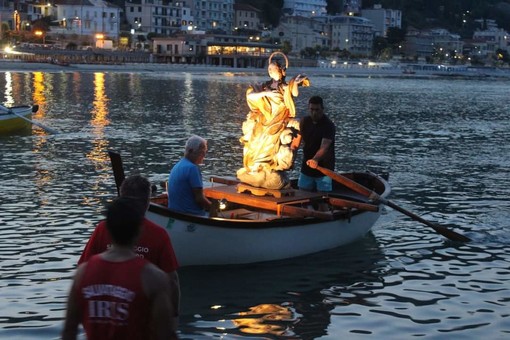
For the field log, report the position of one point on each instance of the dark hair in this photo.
(316, 100)
(124, 220)
(137, 187)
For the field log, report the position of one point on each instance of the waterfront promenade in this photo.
(396, 71)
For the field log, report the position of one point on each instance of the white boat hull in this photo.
(224, 241)
(197, 243)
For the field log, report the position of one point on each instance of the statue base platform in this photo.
(264, 192)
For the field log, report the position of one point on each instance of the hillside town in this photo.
(232, 34)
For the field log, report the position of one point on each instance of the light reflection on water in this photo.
(445, 143)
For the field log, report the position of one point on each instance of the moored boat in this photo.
(16, 118)
(260, 225)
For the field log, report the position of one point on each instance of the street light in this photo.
(41, 34)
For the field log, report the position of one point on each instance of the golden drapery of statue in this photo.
(270, 127)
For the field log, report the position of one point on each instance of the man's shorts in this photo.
(308, 183)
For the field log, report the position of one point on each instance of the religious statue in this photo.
(270, 127)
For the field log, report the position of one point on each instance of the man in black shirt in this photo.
(317, 132)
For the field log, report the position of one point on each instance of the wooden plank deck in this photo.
(229, 192)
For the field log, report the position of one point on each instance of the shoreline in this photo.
(395, 72)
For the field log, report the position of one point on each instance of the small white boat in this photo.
(253, 228)
(16, 118)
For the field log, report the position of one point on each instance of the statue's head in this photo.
(276, 70)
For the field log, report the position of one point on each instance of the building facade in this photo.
(304, 8)
(383, 19)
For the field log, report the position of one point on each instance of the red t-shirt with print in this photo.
(153, 245)
(111, 299)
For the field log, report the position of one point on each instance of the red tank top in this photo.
(112, 301)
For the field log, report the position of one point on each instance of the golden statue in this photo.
(270, 127)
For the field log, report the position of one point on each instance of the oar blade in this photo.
(374, 196)
(450, 234)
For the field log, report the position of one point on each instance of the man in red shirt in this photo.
(117, 294)
(153, 243)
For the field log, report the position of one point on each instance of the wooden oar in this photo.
(376, 198)
(34, 109)
(118, 169)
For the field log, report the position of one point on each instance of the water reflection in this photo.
(295, 299)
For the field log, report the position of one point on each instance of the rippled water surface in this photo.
(445, 143)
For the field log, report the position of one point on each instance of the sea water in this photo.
(444, 142)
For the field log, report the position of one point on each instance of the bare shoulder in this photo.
(154, 279)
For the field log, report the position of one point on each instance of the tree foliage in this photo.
(455, 15)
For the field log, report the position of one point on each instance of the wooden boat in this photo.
(16, 118)
(265, 225)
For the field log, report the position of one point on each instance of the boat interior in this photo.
(235, 200)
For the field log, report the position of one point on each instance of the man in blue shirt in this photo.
(185, 187)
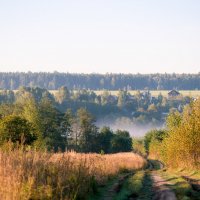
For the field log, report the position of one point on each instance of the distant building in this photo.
(173, 93)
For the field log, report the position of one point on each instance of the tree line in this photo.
(40, 125)
(53, 81)
(140, 107)
(178, 144)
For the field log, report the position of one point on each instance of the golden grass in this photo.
(39, 175)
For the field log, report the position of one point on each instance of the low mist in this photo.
(124, 123)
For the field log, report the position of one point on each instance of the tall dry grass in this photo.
(39, 175)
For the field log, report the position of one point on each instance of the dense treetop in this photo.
(53, 81)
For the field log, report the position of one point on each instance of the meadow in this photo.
(35, 175)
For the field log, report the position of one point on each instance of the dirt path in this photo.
(160, 188)
(195, 183)
(115, 188)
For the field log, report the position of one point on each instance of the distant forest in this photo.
(53, 81)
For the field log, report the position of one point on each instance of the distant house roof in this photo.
(173, 93)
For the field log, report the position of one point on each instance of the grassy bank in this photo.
(35, 175)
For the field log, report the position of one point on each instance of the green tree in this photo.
(16, 129)
(104, 139)
(88, 132)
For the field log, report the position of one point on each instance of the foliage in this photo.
(17, 130)
(37, 175)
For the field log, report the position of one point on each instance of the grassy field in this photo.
(40, 175)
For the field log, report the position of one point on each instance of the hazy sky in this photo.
(127, 36)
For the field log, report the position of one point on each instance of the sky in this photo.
(100, 36)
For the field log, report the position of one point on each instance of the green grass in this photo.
(132, 186)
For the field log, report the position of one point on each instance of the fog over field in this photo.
(124, 123)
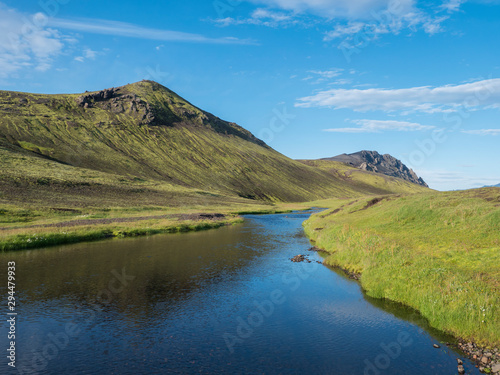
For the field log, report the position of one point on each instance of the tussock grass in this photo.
(21, 239)
(436, 252)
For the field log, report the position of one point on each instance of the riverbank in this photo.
(436, 252)
(29, 228)
(30, 237)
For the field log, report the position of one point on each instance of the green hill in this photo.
(438, 252)
(115, 141)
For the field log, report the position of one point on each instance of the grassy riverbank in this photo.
(436, 252)
(28, 227)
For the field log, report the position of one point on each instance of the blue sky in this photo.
(313, 78)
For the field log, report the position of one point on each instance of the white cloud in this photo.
(452, 5)
(338, 8)
(22, 44)
(327, 73)
(482, 132)
(449, 98)
(367, 19)
(376, 126)
(116, 28)
(451, 180)
(89, 54)
(261, 17)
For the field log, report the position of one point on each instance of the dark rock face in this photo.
(386, 164)
(117, 101)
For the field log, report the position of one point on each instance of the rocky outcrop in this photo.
(386, 164)
(118, 101)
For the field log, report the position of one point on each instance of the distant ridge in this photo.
(386, 164)
(100, 144)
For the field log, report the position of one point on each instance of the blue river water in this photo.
(225, 301)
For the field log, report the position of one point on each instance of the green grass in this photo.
(436, 252)
(43, 237)
(49, 145)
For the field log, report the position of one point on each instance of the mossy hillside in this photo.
(436, 252)
(146, 131)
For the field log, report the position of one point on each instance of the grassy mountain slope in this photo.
(437, 252)
(364, 182)
(144, 131)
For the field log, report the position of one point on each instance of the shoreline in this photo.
(435, 253)
(101, 229)
(472, 351)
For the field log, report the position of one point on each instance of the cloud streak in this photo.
(377, 126)
(449, 98)
(116, 28)
(482, 132)
(24, 46)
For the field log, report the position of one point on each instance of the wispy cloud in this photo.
(482, 132)
(261, 17)
(371, 18)
(335, 8)
(116, 28)
(451, 180)
(327, 73)
(449, 98)
(26, 47)
(377, 126)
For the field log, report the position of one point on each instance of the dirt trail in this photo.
(80, 222)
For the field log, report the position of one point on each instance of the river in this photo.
(225, 301)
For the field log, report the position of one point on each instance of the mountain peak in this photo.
(373, 161)
(153, 104)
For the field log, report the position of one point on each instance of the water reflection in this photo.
(185, 303)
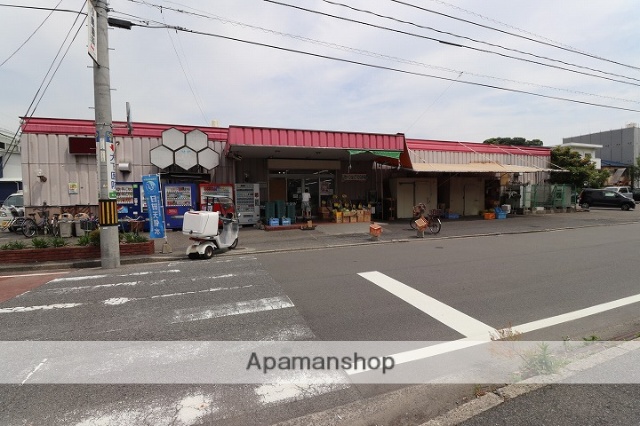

◆ ◆ ◆ ◆

TASK DESCRIPTION:
Put every line of the rows above into a JSON list of strings, one string per line, leaving out blank lines and the pictures.

SOLVED PROBLEM:
[
  "For the field log, report the position of one point on each instance of the dark hair in this photo.",
  "(316, 100)",
  "(124, 220)",
  "(137, 187)",
  "For the field log, report the position of one point on each instance of the waterfront promenade in this photo.",
  "(396, 71)",
  "For the field log, report the position of one point on each instance of the white boat hull in this photo.",
  "(224, 241)",
  "(197, 243)",
  "For the field log, report the position of one point on each instance of the statue base platform in this photo.",
  "(264, 192)",
  "For the field log, report the position of one point on each instance of the hillside town in this photo.",
  "(232, 34)",
  "For the field log, report the position of one point on each instance of the light reflection on water in this photo.",
  "(445, 143)",
  "For the field log, report the position of one point on each instance of the moored boat in this photo.",
  "(16, 118)",
  "(260, 225)",
  "For the field log, report the position of one point on each instance of the street light in this photo.",
  "(41, 34)",
  "For the field log, report the position of one point on each instance of the golden drapery of statue in this photo.",
  "(270, 127)",
  "For the field log, report the position of one point on each instance of the man's shorts in this photo.",
  "(308, 183)",
  "For the field log, report the position of one point on each instance of the religious statue in this photo.",
  "(270, 127)",
  "For the field log, report the position of one point on each instance of the man in black shirt in this photo.",
  "(317, 132)",
  "For the field log, report the position of one point on each instance of the wooden plank deck in this photo.",
  "(229, 192)",
  "For the field log, report the position of one point on each instance of the shoreline in this photo.",
  "(395, 72)",
  "For the field log, report the position of one point on each instance of the small white boat in this photo.",
  "(253, 228)",
  "(16, 118)",
  "For the field log, report the position of one point on each instance of the statue's head in this photo.",
  "(276, 70)",
  "For the field log, report the position of one point on each instance of the building facade in this photo.",
  "(304, 8)",
  "(383, 19)",
  "For the field log, report the position of one point on each instance of the red t-shirt with print in this photo.",
  "(153, 245)",
  "(111, 299)",
  "For the field log, report the position of one point on each instance of the red tank top in this photo.",
  "(112, 301)",
  "For the field log, report the position of one point on each instance of the golden statue in this photo.",
  "(270, 127)",
  "For the field log, report the position of one point on each instance of the oar blade in this photo.",
  "(374, 196)",
  "(450, 234)",
  "For the field log, report the position of one point on each instance of the man in red shirt in this photo.",
  "(117, 294)",
  "(153, 243)",
  "For the field log, report the position of one point on each instance of the wooden oar in this photo.",
  "(376, 198)",
  "(34, 109)",
  "(118, 169)",
  "For the field log, report the position of one point on each instance of the water reflection in this photo.",
  "(295, 299)",
  "For the field log, report the position of one point on each instance of the rippled water surface in this photo.",
  "(445, 143)",
  "For the field log, report the position of one point on each instance of the sea water in this photo.",
  "(444, 142)",
  "For the field log, report the position of one point on each instance of the bare shoulder in this photo.",
  "(154, 279)",
  "For the field log, report the position of one point on each instance of the tree foliage in this photo.",
  "(455, 15)",
  "For the field log, report the position of one point on each instance of the wooden boat in this photo.",
  "(16, 118)",
  "(265, 225)",
  "For the field log, report the position of one point on each instance of the boat interior in this photo.",
  "(235, 200)",
  "For the field log, report the position of one point on each instance of the man in blue shirt in this photo.",
  "(185, 187)",
  "For the field log, report the position of one point on each instance of the distant building in this photo.",
  "(173, 93)",
  "For the field log, report the position of one point on each instance of the tree line in this photo.",
  "(40, 125)",
  "(53, 81)",
  "(140, 107)",
  "(178, 144)",
  "For the field log, report the position of one point on each instance of the golden grass in this photo.",
  "(39, 175)",
  "For the field log, report the position of one point on each instance of the low mist in this photo.",
  "(124, 123)",
  "For the field log, report the position of one point on each instance of the tall dry grass in this photo.",
  "(39, 175)",
  "For the field log, report the position of one point on each instance of the dense treetop in this photo.",
  "(53, 81)",
  "For the field log, report the position of one point on each instance of the meadow in this photo.",
  "(35, 175)",
  "For the field log, report the position of one point on each instance of the dirt path in this photo.",
  "(160, 188)",
  "(195, 183)",
  "(115, 188)",
  "For the field log, report the position of one point on each instance of the distant forest in this photo.",
  "(53, 81)",
  "For the field log, report the position of one point on each instance of the distant house roof in this photo.",
  "(173, 93)",
  "For the field log, report the position of one point on each instance of the grassy bank in this photo.",
  "(35, 175)",
  "For the field log, report the position of one point on each instance of the green tree in this photo.",
  "(16, 129)",
  "(104, 139)",
  "(88, 132)",
  "For the field log, report the position of one point on each instance of the foliage in this photo.",
  "(17, 130)",
  "(37, 175)",
  "For the field log, report the position of one point on each instance of the grassy field in this photo.",
  "(40, 175)",
  "For the field log, report the position of one point on each instance of the hazy sky in this photo.",
  "(127, 36)",
  "For the field log, report the position of one point on each instance of the sky in this photo.",
  "(100, 36)",
  "For the field log, report the position of one point on each instance of the green grass in this photo.",
  "(132, 186)",
  "For the field log, report the position of one point on each instance of the fog over field in this photo.",
  "(124, 123)",
  "For the field log, report the position of one point on each instance of the tussock grass in this photo.",
  "(21, 239)",
  "(436, 252)",
  "For the field log, report the position of one point on each instance of the riverbank in this photo.",
  "(436, 252)",
  "(29, 228)",
  "(30, 237)",
  "For the field log, report the position of one point on each instance of the green hill in this photo.",
  "(438, 252)",
  "(115, 141)",
  "For the field log, report the position of one point on each instance of the grassy riverbank in this photo.",
  "(436, 252)",
  "(28, 227)",
  "For the field log, report the position of one point on each instance of the blue sky in this photo.",
  "(313, 78)",
  "For the field log, report the position of one point on each instance of the white cloud in this photo.",
  "(452, 5)",
  "(338, 8)",
  "(22, 44)",
  "(327, 73)",
  "(482, 132)",
  "(449, 98)",
  "(367, 19)",
  "(376, 126)",
  "(116, 28)",
  "(451, 180)",
  "(89, 54)",
  "(261, 17)",
  "For the field log, report the position of one point on each instance of the dark rock face in this photo.",
  "(386, 164)",
  "(117, 101)",
  "For the field log, report the position of one point on each instance of the rocky outcrop in this photo.",
  "(386, 164)",
  "(118, 101)",
  "For the field log, report the position of one point on each instance of the distant ridge in this photo.",
  "(386, 164)",
  "(100, 144)",
  "For the field log, report the position of one point on each instance of the blue river water in this photo.",
  "(225, 301)",
  "For the field log, report the position of one point on each instance of the green grass in this photo.",
  "(436, 252)",
  "(43, 237)",
  "(49, 145)",
  "For the field log, report the position of one point on each instance of the mossy hillside in this photo.",
  "(436, 252)",
  "(146, 131)",
  "For the field log, report the position of one point on each instance of the grassy mountain slope in this photo.",
  "(437, 252)",
  "(364, 182)",
  "(144, 131)",
  "For the field log, report the position of one point on each instance of the shoreline in this photo.",
  "(435, 253)",
  "(101, 229)",
  "(472, 351)",
  "For the field log, report the position of one point on each instance of the cloud streak in this photo.",
  "(377, 126)",
  "(449, 98)",
  "(116, 28)",
  "(482, 132)",
  "(24, 46)",
  "For the field log, report the position of one point on each instance of the wispy cloud in this photo.",
  "(482, 132)",
  "(261, 17)",
  "(371, 18)",
  "(335, 8)",
  "(116, 28)",
  "(451, 180)",
  "(327, 73)",
  "(449, 98)",
  "(26, 47)",
  "(377, 126)",
  "For the field log, report the position of one point on each instance of the dirt trail in this photo.",
  "(80, 222)",
  "For the field log, report the position of one point on each instance of the river in this photo.",
  "(225, 301)",
  "For the field log, report the position of one point on each instance of the mountain peak in this photo.",
  "(373, 161)",
  "(153, 104)",
  "For the field log, report the position of one point on each instance of the water reflection in this photo.",
  "(185, 303)"
]